(Given task):
Skip the images and copy each record exactly as written.

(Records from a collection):
** begin **

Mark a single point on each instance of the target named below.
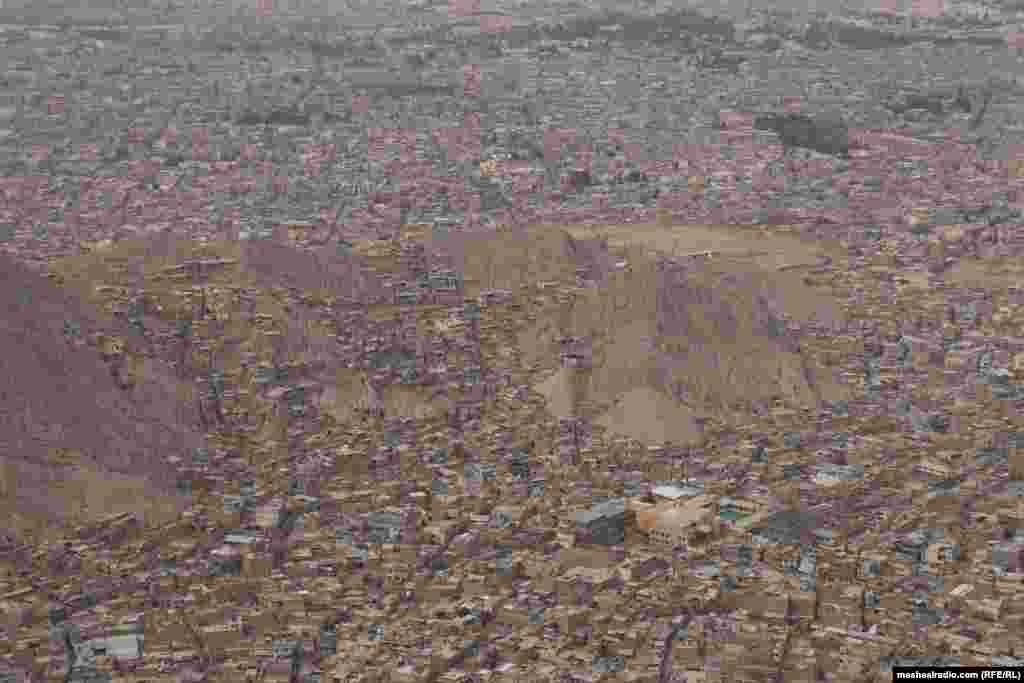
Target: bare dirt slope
(669, 342)
(75, 446)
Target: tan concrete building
(675, 523)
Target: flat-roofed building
(675, 522)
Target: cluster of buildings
(375, 540)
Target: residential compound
(390, 489)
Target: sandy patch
(650, 417)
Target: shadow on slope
(74, 444)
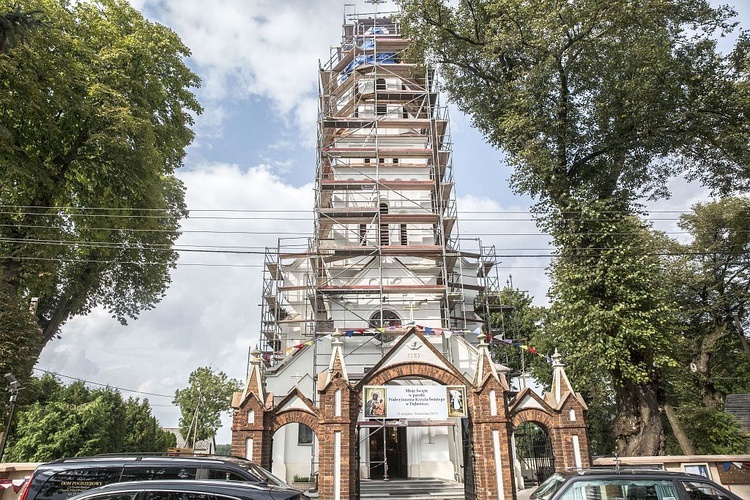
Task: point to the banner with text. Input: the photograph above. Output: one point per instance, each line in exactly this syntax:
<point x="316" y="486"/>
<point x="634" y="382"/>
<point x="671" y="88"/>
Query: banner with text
<point x="415" y="401"/>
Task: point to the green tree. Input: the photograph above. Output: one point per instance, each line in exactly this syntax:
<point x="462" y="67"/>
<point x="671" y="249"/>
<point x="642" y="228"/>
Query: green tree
<point x="714" y="293"/>
<point x="613" y="319"/>
<point x="19" y="340"/>
<point x="58" y="421"/>
<point x="15" y="25"/>
<point x="203" y="401"/>
<point x="597" y="105"/>
<point x="709" y="279"/>
<point x="95" y="116"/>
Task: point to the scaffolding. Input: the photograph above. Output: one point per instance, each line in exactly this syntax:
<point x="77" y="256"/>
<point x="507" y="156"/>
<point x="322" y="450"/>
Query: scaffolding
<point x="386" y="250"/>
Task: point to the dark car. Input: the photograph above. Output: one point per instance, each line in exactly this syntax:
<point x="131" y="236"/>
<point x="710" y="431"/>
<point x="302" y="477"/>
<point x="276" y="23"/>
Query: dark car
<point x="66" y="477"/>
<point x="627" y="484"/>
<point x="187" y="490"/>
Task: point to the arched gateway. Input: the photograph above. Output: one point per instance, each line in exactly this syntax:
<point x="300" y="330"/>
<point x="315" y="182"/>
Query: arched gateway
<point x="492" y="413"/>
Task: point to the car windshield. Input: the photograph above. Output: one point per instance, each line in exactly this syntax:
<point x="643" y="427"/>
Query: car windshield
<point x="262" y="474"/>
<point x="549" y="487"/>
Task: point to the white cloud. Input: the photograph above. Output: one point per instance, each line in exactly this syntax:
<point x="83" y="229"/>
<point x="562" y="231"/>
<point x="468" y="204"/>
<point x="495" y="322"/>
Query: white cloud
<point x="210" y="314"/>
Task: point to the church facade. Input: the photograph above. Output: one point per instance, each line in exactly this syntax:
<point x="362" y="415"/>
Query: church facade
<point x="375" y="360"/>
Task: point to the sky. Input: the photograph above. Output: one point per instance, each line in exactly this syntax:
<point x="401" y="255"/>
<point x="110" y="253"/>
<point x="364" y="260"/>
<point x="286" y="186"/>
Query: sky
<point x="249" y="179"/>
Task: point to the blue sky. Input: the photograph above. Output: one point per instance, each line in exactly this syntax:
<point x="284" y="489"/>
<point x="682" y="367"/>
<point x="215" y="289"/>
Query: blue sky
<point x="253" y="154"/>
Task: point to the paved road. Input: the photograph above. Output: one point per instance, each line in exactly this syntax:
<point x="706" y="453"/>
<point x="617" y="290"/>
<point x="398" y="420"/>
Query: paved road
<point x="524" y="494"/>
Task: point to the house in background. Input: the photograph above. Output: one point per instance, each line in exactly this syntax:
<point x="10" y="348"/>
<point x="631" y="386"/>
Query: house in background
<point x="202" y="447"/>
<point x="739" y="406"/>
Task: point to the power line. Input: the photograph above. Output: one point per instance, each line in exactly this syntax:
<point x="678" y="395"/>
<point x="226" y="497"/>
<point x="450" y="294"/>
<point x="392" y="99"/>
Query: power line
<point x="56" y="374"/>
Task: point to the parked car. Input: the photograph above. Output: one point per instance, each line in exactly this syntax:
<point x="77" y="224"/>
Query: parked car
<point x="188" y="490"/>
<point x="627" y="484"/>
<point x="66" y="477"/>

** end **

(Task answer):
Mark a single point on each instance of the target named below.
Target: bare dirt slope
(669, 342)
(75, 446)
Target: tan concrete building
(675, 523)
Target: flat-roofed building
(675, 522)
Target: cluster of buildings
(375, 540)
Target: residential compound
(390, 489)
Target: sandy patch
(650, 417)
Target: shadow on slope
(74, 444)
Task: point to the banner with text. Input: the photograph above. Output: one point per instance, each line in exactly this syntax:
<point x="316" y="486"/>
<point x="634" y="382"/>
<point x="671" y="88"/>
Query: banner with text
<point x="415" y="401"/>
Task: point to the green tree. Input: the photograph above. Output: one point per instance, each line in exactly this syntax:
<point x="462" y="67"/>
<point x="671" y="249"/>
<point x="642" y="228"/>
Query: green tree
<point x="714" y="293"/>
<point x="613" y="319"/>
<point x="19" y="340"/>
<point x="58" y="421"/>
<point x="15" y="25"/>
<point x="203" y="401"/>
<point x="597" y="105"/>
<point x="709" y="279"/>
<point x="95" y="116"/>
Task: point to the scaffolding. Input: the photograph above. Output: one point per instance, each line in exactly this syntax:
<point x="77" y="256"/>
<point x="507" y="156"/>
<point x="322" y="450"/>
Query: scaffolding
<point x="386" y="250"/>
Task: point to the dark car. Input: the photograph above. Output: one point per instance, each line in exactly this syntax:
<point x="131" y="236"/>
<point x="710" y="431"/>
<point x="302" y="477"/>
<point x="276" y="23"/>
Query: dark car
<point x="66" y="477"/>
<point x="627" y="484"/>
<point x="187" y="490"/>
Task: point to the arched gateway. Input: the photograph above. Output: one point per instance, each line in exactly this syntax:
<point x="300" y="330"/>
<point x="315" y="182"/>
Query: arched gateway
<point x="492" y="413"/>
Task: point to the car windshield. Input: the photograph above. Output: one point per instance, each line in exactly this syntax:
<point x="643" y="427"/>
Query: car windshield
<point x="262" y="474"/>
<point x="549" y="487"/>
Task: point to the white cloud. Input: the photograph above. Output: one point per instance, each line in exactly this syntax:
<point x="83" y="229"/>
<point x="562" y="231"/>
<point x="468" y="204"/>
<point x="495" y="322"/>
Query: white cloud
<point x="210" y="314"/>
Task: point to the church facade. Input: the photograph above. Output: one point per instance, each line in exactly this syntax:
<point x="362" y="415"/>
Query: church facade
<point x="375" y="360"/>
Task: point to the sky. Input: the photograph above. Output: one point per instance, each line in exactly this syntax:
<point x="401" y="255"/>
<point x="110" y="253"/>
<point x="364" y="260"/>
<point x="286" y="186"/>
Query: sky
<point x="249" y="179"/>
Task: point to the blue sky. Input: the photograph above. Output: one point per instance, each line in exactly this syntax:
<point x="284" y="489"/>
<point x="682" y="367"/>
<point x="215" y="289"/>
Query: blue sky
<point x="253" y="154"/>
Task: point to the paved road. Input: the photograph above. Output: one point per instance, each line in exactly this syntax:
<point x="706" y="453"/>
<point x="617" y="290"/>
<point x="398" y="420"/>
Query: paved road
<point x="524" y="494"/>
Task: point to the house in background. Input: the photograph above. Output: one point per instance, each line in exactly this syntax:
<point x="10" y="348"/>
<point x="631" y="386"/>
Query: house in background
<point x="202" y="447"/>
<point x="739" y="406"/>
Task: point to the power line. Input: the photograph above. Output: one point per instance, each line in exactly this syntax:
<point x="678" y="395"/>
<point x="226" y="497"/>
<point x="450" y="294"/>
<point x="392" y="99"/>
Query: power line
<point x="56" y="374"/>
Task: point to the parked car. Input: the photograph above. Output: one point per instance, each line in exactly this syntax:
<point x="77" y="224"/>
Query: parked car
<point x="188" y="490"/>
<point x="627" y="484"/>
<point x="66" y="477"/>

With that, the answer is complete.